TASK INSTRUCTIONS: Below are records to transcribe exactly, without their pictures.

[Pointing records]

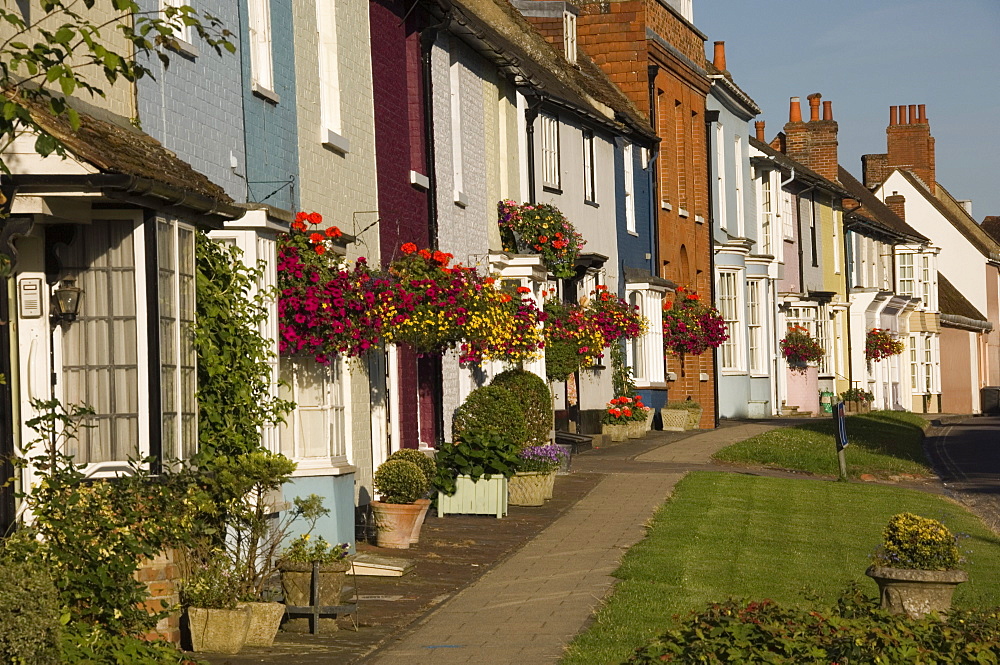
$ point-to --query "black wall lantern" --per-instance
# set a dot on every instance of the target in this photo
(66, 304)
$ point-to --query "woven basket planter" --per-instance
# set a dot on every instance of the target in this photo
(527, 489)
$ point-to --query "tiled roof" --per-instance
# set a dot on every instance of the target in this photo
(121, 149)
(875, 211)
(951, 301)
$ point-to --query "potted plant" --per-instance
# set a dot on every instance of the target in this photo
(247, 489)
(616, 418)
(209, 592)
(429, 469)
(857, 400)
(916, 566)
(399, 484)
(536, 471)
(799, 348)
(296, 565)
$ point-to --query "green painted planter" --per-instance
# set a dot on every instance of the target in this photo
(486, 496)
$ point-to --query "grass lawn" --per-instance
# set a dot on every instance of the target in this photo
(727, 535)
(882, 443)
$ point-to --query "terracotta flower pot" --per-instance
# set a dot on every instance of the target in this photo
(218, 631)
(425, 504)
(916, 593)
(527, 489)
(395, 523)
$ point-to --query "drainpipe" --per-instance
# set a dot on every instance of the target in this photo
(710, 118)
(427, 39)
(530, 114)
(654, 169)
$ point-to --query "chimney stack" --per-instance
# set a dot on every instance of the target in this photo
(814, 106)
(813, 143)
(910, 145)
(719, 57)
(897, 203)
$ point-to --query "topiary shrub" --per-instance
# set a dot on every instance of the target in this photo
(400, 481)
(30, 614)
(492, 409)
(425, 462)
(536, 401)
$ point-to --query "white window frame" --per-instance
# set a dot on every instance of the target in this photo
(651, 343)
(767, 214)
(333, 411)
(738, 185)
(906, 276)
(551, 169)
(589, 167)
(730, 305)
(332, 133)
(569, 36)
(182, 32)
(261, 57)
(628, 159)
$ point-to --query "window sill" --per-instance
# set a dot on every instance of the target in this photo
(183, 47)
(322, 466)
(338, 143)
(266, 94)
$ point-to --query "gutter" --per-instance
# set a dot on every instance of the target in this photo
(146, 191)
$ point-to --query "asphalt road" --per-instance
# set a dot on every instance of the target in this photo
(966, 455)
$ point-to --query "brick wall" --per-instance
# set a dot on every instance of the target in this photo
(195, 106)
(399, 147)
(161, 577)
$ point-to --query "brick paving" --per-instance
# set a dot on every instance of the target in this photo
(527, 608)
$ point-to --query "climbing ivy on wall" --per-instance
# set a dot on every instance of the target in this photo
(234, 376)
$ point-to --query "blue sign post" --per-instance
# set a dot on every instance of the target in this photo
(840, 425)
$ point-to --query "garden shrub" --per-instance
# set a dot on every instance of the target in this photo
(30, 614)
(536, 400)
(479, 453)
(400, 481)
(425, 462)
(855, 630)
(492, 409)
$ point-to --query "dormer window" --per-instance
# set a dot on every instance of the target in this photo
(569, 36)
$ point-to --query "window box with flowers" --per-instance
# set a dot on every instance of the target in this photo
(540, 229)
(881, 344)
(799, 348)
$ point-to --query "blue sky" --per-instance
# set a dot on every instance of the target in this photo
(866, 56)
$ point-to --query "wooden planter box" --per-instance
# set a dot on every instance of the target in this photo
(483, 497)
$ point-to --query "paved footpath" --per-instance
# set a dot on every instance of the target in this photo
(529, 607)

RESPONSE:
$ point-to --query "black wall lantern" --per-instance
# set a dot on every instance of the target in this photo
(66, 304)
$ point-to --query "woven basket planter" --per-instance
# set a dot on every instance of the target in this photo
(527, 489)
$ point-to --query "tiled roof" --per-instance
# set a dot on every instance of the target in this photo
(121, 149)
(875, 211)
(951, 301)
$ point-to --query "potted plant" --per-instance
# set a dot on every instance of the target in this photo
(247, 489)
(616, 418)
(209, 592)
(429, 469)
(857, 400)
(916, 566)
(399, 484)
(536, 471)
(799, 348)
(296, 565)
$ point-to --query "green painted planter" --per-instance
# set a dot on every instance of the target in this photo
(486, 496)
$ point-to --query "grass lawn" --per-instance
# set a dot on every instance of the target in this photo
(727, 535)
(882, 443)
$ point-to --query "terracotta flower pot" --per-instance
# set a dot on every instance of the target in this photo
(218, 631)
(425, 504)
(916, 593)
(527, 489)
(395, 523)
$ point-to --query "drainpipe" --per-instance
# set a dot on every instance of the target in this photo
(710, 118)
(427, 39)
(530, 114)
(654, 169)
$ point-to --query "chimney stack" --per-instance
# set a dot on every instance of the target in this photo
(814, 106)
(813, 143)
(910, 145)
(719, 57)
(897, 203)
$ point-to --query "topiary shrub" --per-instance
# set a dot on every instance of the target in this photo
(400, 481)
(30, 614)
(492, 409)
(425, 462)
(536, 401)
$ point-to --query "white window frame" --per-instance
# set a dot on every instance of the target in this photo
(651, 343)
(767, 214)
(333, 411)
(738, 185)
(906, 276)
(551, 169)
(589, 167)
(730, 305)
(332, 133)
(569, 36)
(182, 32)
(261, 57)
(628, 159)
$ point-to --query "window sill" --per-instance
# set a dot on every instance of the target in this photo
(183, 47)
(322, 466)
(338, 143)
(266, 94)
$ point-to --query "gutter" --per-instance
# set a dot on every instance of the target in this photo
(146, 191)
$ point-to --query "asphalt road" --per-instance
# set a dot on every instance of the target in this photo
(966, 455)
$ point-to --query "brick wall" --per-instance
# set a dot on every instance of the target in this photo
(195, 106)
(399, 147)
(161, 577)
$ point-to --query "brick paving" --per-instance
# set a dot on every instance of the target in this photo
(527, 608)
$ point-to --query "climbing ivy on wall" --per-instance
# set a dot on every instance of the target in this photo
(234, 376)
$ point-to --query "blue sign post" --per-instance
# set a dot on every instance of the target in this photo
(840, 425)
$ point-to --query "garden shrub" --per-instance
# set a dot on every instance of the target in this photo
(30, 614)
(536, 400)
(479, 453)
(400, 481)
(425, 462)
(855, 630)
(492, 409)
$ point-to --query "dormer window" --per-instance
# set a dot on every instance of the target in this photo
(569, 36)
$ point-to --query "window box with flowers" --per-instance
# set a dot on every instance of the target in this photo
(540, 229)
(881, 344)
(799, 348)
$ point-to --query "blue sky" --per-instance
# set a dot on every instance of the target in this photo
(866, 56)
$ point-to --query "wooden planter box" --per-instance
# set a dot on every instance of the target in this photo
(483, 497)
$ point-to --query "paved footpath" --per-instance
# set a dot on every instance of the target in this photo
(529, 607)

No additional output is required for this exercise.